─── READING TEXT
Telecommuters can relate to Kelly’s blooper, even those without young children. The truth is that every video conference or Facetime call comes with risk: Any errant sound (dogs barking, a car siren, a toilet flushing) or extra visual (a scandalous poster, your pet, a house plant) can ruin the veneer of professionalism.
In Kelly’s case, there were already too many distractions in the frame before his family showed up: A poorly-hung wall map, a bookshelf in disarray, the mess of papers and pocketbooks around him, and his chair’s floppy, poorly-upholstered headrest were doing little to bolster the political expert’s credibility.
Work-at-home professionals could stand to worry less about how their face or kids look on camera, and more about how background clutter erodes their authority to begin with. There’s a reason news anchors and politicians speak against a sparse, distraction-free background on televised broadcasts, and government officials tend to give addresses in front of a flat wall with a simple flag or a official seal.
──────
> **EXERCISE INSTRUCTIONS**
According to the video call text, what do government officials tend to give addresses in front of?
─── SUPPLIED INFORMATION
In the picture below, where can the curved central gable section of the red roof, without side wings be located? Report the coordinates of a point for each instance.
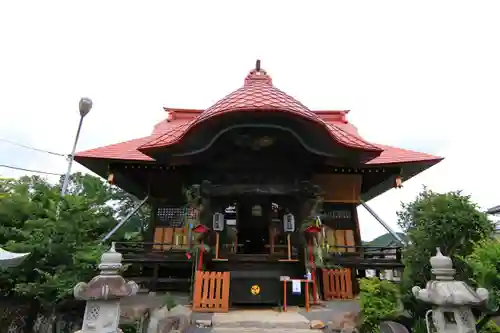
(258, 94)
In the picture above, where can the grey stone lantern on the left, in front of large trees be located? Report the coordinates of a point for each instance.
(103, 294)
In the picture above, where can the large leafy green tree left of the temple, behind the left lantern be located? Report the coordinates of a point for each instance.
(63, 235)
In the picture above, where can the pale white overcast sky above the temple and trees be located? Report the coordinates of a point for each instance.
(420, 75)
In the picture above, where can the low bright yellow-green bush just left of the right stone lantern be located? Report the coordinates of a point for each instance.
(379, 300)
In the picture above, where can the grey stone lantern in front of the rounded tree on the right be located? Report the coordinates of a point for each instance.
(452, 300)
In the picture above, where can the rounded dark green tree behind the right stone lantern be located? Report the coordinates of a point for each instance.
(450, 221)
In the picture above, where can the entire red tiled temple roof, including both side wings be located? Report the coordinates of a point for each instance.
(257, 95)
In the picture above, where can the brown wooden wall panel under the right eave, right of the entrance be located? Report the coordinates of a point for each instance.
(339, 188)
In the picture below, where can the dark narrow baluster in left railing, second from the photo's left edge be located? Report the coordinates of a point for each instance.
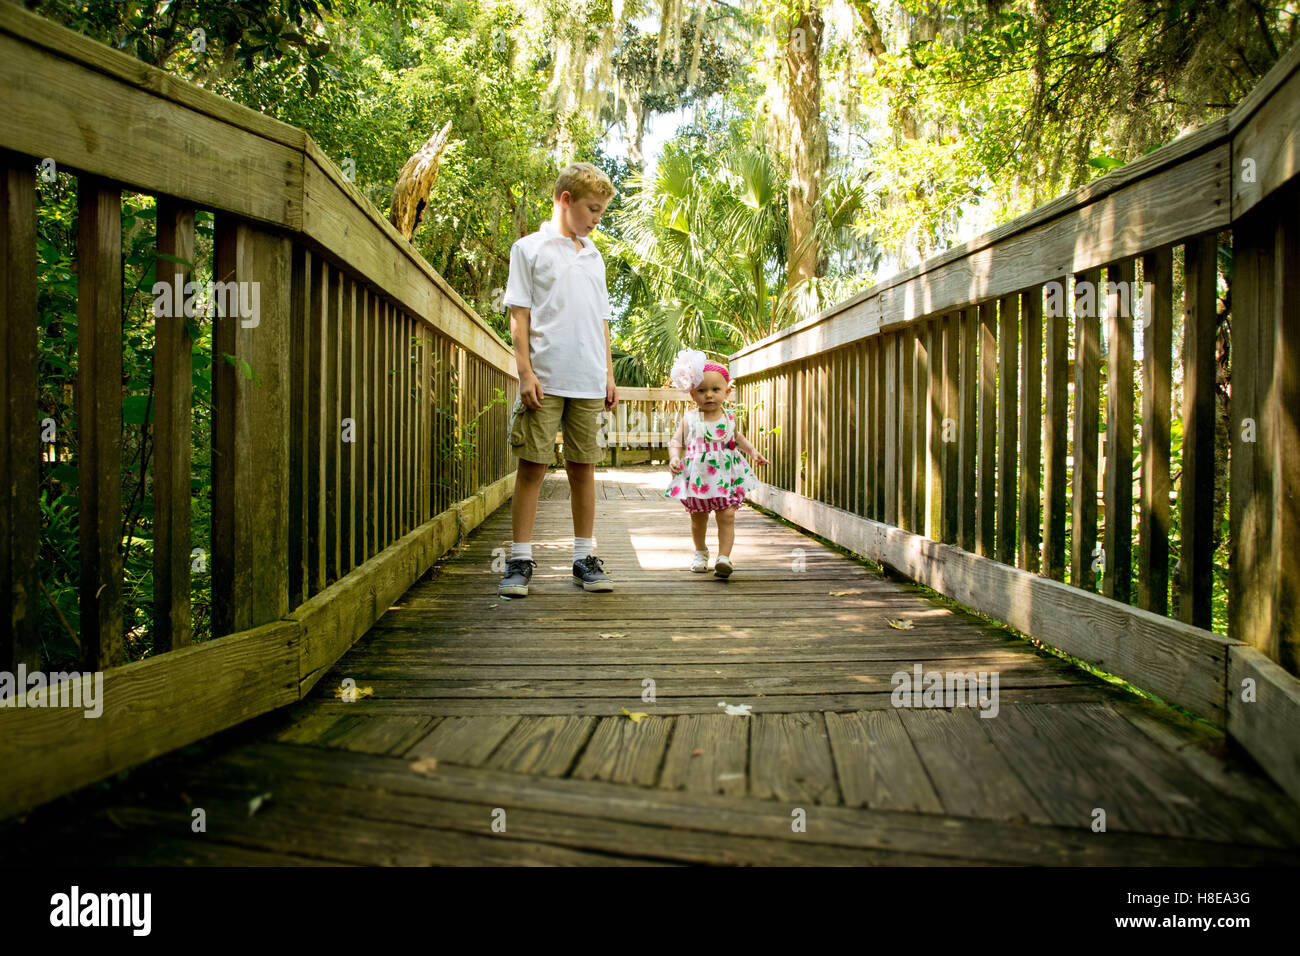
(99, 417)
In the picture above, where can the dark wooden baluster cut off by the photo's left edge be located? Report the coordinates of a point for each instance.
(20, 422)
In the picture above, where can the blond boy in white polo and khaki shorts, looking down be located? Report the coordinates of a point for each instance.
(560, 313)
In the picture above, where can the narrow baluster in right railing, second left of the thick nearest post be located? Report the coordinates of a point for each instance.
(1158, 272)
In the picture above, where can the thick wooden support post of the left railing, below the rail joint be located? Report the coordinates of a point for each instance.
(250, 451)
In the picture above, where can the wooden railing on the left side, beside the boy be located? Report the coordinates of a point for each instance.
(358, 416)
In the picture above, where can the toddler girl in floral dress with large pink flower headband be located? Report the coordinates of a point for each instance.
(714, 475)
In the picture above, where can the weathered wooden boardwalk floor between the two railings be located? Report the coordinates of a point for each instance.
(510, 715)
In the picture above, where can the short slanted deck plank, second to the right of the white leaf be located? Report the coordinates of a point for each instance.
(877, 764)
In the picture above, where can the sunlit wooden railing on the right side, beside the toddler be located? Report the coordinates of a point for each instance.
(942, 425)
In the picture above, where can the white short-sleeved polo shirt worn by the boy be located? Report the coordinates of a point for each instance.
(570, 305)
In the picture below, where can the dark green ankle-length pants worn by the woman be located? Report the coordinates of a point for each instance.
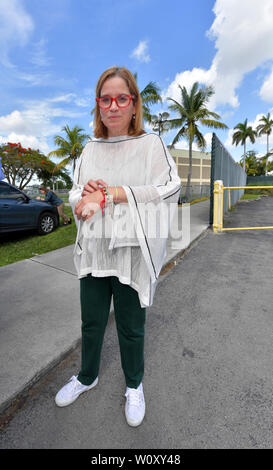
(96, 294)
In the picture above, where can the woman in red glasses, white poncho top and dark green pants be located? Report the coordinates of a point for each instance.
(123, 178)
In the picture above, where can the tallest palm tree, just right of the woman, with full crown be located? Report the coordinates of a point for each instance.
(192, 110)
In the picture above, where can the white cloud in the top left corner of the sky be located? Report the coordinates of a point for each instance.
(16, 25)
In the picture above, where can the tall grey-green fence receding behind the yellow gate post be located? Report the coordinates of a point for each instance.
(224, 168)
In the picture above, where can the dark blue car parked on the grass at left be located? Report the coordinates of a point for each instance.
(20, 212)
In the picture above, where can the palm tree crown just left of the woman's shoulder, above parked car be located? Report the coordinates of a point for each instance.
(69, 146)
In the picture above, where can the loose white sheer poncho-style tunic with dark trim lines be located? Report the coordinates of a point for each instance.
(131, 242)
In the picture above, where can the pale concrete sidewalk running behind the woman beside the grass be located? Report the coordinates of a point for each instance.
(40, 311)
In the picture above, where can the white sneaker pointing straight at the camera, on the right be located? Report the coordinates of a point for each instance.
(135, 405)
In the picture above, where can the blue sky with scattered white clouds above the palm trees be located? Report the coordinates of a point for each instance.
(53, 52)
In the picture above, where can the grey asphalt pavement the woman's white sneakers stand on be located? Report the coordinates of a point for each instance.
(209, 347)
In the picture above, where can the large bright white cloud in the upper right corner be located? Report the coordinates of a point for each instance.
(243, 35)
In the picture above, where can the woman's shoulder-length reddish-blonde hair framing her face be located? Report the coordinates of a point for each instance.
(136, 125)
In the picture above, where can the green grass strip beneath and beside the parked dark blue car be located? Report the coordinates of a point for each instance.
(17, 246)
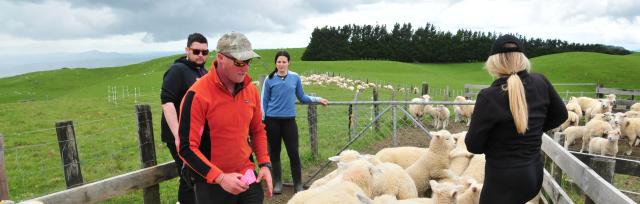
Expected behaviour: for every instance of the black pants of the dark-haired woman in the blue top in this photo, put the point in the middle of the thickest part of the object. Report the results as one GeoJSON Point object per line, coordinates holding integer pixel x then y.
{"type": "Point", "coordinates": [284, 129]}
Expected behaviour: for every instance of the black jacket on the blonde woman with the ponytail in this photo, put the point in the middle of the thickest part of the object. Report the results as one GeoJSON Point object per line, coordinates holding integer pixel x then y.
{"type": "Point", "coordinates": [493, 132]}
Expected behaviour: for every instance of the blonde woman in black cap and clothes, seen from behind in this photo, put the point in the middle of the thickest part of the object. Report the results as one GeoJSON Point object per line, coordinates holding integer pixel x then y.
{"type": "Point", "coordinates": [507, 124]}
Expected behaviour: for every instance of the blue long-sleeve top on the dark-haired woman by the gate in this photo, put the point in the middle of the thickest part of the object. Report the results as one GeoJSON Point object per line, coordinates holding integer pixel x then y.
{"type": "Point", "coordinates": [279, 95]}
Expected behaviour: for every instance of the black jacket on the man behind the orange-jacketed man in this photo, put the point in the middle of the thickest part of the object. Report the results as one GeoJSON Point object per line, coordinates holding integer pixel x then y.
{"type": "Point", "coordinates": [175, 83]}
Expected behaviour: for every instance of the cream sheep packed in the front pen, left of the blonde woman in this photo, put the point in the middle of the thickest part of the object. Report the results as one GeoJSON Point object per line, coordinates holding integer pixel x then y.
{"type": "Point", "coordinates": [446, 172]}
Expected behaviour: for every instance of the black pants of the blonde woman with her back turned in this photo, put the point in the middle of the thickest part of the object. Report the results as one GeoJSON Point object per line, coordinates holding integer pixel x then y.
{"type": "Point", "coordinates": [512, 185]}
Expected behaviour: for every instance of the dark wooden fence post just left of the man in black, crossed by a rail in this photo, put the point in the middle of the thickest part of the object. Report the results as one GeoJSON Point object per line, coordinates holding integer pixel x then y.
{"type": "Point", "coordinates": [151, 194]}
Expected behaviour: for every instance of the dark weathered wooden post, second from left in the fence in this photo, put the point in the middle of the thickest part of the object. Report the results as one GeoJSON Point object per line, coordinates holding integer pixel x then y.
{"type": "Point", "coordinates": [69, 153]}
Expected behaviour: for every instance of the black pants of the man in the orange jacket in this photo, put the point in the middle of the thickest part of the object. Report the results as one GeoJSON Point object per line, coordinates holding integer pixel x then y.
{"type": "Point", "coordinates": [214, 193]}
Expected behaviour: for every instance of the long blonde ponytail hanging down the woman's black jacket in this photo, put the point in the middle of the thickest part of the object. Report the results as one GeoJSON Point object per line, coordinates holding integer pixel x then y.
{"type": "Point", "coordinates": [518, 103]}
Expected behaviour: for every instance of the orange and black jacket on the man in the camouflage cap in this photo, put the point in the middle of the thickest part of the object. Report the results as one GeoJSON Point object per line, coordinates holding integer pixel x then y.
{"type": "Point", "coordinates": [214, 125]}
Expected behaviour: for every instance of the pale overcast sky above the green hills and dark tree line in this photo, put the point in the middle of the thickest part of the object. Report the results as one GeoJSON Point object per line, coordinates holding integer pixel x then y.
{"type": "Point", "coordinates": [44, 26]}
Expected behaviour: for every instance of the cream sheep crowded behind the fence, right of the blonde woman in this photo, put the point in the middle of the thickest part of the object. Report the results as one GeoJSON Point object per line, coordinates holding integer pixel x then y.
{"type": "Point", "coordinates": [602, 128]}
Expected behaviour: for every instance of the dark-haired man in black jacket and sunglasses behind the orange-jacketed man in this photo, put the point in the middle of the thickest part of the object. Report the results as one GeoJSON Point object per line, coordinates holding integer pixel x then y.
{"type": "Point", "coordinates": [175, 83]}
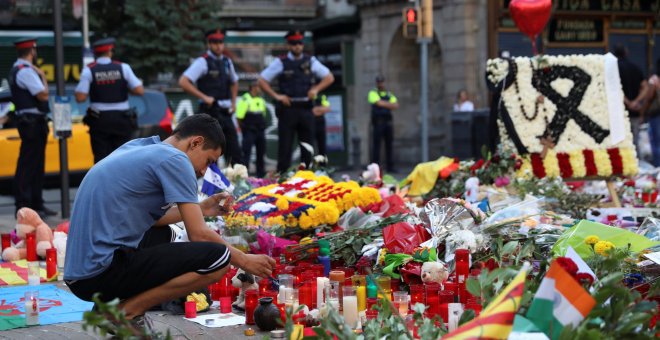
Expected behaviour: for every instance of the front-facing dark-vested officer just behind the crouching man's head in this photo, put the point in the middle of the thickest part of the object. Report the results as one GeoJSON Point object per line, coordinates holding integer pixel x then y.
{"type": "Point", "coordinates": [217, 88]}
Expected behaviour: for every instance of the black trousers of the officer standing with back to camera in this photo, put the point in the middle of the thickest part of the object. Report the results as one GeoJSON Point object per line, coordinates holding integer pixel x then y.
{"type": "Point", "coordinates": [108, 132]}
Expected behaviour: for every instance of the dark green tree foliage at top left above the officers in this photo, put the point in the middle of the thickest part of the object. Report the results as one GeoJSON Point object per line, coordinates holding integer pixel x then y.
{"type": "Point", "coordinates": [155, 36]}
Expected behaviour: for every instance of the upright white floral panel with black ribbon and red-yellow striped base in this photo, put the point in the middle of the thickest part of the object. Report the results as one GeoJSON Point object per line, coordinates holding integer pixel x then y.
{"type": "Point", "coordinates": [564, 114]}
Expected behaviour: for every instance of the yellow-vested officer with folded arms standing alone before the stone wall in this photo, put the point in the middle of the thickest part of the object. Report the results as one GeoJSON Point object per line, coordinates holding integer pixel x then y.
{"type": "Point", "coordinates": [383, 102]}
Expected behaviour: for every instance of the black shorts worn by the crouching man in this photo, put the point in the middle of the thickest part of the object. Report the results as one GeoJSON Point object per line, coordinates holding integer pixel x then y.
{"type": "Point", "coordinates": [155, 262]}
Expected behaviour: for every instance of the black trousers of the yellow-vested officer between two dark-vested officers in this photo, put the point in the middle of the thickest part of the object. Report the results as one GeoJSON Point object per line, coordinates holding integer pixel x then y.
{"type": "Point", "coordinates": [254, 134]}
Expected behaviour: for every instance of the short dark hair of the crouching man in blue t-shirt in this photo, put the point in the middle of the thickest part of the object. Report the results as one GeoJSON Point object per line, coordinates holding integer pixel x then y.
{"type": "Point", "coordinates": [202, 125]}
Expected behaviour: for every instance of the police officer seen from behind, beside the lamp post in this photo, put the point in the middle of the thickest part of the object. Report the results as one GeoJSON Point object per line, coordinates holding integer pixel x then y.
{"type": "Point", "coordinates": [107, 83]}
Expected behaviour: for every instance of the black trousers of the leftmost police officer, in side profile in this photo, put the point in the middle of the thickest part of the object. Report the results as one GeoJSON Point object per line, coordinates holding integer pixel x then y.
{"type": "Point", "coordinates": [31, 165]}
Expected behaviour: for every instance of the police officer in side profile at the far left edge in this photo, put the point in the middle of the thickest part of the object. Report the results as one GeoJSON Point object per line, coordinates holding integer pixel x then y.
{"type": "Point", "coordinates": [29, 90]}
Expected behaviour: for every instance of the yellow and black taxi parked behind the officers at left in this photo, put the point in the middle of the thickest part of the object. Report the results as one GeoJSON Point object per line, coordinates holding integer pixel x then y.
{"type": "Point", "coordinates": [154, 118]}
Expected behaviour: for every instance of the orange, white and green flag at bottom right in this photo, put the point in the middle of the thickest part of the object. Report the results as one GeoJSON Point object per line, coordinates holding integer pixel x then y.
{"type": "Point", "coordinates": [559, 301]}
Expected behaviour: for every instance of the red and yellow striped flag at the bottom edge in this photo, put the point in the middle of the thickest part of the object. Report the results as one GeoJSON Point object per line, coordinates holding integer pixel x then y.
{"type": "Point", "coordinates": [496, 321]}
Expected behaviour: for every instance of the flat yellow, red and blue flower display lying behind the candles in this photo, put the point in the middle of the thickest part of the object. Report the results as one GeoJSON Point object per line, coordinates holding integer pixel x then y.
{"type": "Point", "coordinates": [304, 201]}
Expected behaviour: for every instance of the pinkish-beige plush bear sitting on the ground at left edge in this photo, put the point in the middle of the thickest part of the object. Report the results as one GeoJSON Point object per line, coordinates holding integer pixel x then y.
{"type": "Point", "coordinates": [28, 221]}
──────
> **ANSWER**
A flat wall with a simple flag or an official seal.